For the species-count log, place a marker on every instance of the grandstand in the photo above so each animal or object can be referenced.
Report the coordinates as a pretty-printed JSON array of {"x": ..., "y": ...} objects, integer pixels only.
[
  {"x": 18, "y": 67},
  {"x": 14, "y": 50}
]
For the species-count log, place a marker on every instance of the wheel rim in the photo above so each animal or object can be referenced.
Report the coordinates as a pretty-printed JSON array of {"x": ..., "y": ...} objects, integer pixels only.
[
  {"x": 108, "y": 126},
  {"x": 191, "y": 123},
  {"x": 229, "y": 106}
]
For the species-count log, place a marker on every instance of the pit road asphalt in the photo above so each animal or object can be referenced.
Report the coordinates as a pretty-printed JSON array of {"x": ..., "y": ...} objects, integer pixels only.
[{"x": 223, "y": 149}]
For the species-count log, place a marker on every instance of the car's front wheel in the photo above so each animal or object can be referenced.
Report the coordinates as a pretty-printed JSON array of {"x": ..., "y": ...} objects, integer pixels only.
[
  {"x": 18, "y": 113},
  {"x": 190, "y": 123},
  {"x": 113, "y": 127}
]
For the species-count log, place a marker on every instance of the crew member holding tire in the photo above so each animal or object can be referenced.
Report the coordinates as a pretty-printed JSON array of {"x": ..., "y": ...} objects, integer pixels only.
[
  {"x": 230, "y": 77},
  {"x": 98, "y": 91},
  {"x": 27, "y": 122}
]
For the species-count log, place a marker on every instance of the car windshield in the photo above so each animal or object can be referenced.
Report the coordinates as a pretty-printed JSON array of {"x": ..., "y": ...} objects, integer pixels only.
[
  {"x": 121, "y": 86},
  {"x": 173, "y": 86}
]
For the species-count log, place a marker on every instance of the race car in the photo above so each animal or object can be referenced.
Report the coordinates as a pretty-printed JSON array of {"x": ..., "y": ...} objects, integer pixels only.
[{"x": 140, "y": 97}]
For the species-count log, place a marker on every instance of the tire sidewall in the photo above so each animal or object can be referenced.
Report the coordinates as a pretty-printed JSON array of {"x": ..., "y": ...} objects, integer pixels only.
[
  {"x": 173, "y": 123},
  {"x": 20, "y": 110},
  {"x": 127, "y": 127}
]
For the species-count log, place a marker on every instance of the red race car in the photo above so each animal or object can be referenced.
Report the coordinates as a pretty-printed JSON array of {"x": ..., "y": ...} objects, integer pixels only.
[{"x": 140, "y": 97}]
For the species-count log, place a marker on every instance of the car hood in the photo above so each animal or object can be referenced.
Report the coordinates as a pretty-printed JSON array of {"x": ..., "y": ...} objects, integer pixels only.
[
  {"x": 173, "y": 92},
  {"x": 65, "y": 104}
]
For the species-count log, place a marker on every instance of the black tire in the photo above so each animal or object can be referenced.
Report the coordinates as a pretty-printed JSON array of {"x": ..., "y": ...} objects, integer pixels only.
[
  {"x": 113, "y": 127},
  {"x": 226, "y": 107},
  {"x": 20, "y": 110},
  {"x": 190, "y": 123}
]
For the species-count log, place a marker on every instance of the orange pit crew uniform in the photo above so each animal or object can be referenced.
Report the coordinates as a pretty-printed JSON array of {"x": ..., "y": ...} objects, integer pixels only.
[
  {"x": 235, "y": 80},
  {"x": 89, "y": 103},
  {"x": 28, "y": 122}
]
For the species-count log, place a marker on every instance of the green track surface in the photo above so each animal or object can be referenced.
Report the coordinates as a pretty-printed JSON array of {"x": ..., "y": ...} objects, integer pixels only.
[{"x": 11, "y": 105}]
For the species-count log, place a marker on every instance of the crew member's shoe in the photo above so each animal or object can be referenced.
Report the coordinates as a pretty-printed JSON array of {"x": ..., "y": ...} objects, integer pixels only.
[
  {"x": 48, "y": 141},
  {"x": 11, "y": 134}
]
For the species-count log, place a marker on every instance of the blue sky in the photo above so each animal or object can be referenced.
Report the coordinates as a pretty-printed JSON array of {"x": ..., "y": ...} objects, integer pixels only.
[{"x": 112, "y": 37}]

======

# Problem statement
From the line containing "the crew member's" to the last line of the listing, write everything out exactly. Nothing outside that stretch belongs.

# Written response
For the species-count log, place a marker on every instance of the crew member's shoe in the photo above so each animal or object can be referenced.
Report the coordinates as a pretty-printed JSON array of {"x": ..., "y": ...} objects, integer pixels only.
[
  {"x": 48, "y": 141},
  {"x": 11, "y": 134}
]
For the species-count log, place a marker on every instance of the blue sky in the photo above so each animal or object can be referenced.
Report the coordinates as a pretty-printed JSON array of {"x": ..., "y": ...} objects, integer pixels only.
[{"x": 112, "y": 37}]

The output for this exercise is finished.